Please reproduce the records starting at the line that has "Where is each instance of the red" and ending after the line that has "point(37, 33)". Replace "grey cloud" with "gray cloud" and leave everything else as it is.

--- STORED RECORDS ---

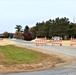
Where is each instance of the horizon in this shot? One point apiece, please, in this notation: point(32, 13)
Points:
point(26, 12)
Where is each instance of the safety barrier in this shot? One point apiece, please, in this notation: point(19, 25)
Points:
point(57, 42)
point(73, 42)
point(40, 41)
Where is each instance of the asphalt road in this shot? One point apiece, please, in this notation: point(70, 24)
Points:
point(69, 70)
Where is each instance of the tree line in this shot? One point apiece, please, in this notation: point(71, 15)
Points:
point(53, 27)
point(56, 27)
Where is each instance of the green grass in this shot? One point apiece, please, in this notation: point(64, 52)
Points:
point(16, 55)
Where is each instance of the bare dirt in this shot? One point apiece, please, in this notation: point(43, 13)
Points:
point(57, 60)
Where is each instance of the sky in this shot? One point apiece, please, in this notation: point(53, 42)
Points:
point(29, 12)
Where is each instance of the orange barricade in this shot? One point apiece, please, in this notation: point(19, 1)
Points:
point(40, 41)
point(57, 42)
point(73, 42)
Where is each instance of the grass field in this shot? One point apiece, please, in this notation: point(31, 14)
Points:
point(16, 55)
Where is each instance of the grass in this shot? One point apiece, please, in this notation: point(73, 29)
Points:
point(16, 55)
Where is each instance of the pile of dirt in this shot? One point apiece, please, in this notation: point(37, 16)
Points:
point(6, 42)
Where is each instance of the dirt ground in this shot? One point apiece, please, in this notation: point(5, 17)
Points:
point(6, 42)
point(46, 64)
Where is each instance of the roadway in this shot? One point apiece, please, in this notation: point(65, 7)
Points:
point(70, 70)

---
--- STORED RECORDS ---

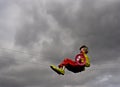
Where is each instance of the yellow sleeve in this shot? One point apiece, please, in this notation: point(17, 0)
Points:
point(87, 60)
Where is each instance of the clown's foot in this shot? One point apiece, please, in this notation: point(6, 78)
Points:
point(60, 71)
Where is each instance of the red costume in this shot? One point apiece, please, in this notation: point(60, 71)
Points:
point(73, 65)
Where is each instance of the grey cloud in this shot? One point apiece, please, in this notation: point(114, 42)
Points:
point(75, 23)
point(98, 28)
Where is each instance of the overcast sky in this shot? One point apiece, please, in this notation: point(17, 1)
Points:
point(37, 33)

---
--- STORED RECORDS ---

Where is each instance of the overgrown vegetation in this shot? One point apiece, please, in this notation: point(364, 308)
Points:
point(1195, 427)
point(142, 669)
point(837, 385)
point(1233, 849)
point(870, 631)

---

▶ [RESPONSE TO THE TASK]:
Where is each instance of the red costume in this shot? One point apiece, please, in this notation: point(60, 71)
Points:
point(73, 65)
Where is each instance of the gray cloud in this shot? One point apiece, please, in this notation: point(114, 42)
Points:
point(75, 23)
point(98, 28)
Where is each instance of the overcast sky in this shot? One point apiece, please, in this notation: point(17, 1)
Points:
point(37, 33)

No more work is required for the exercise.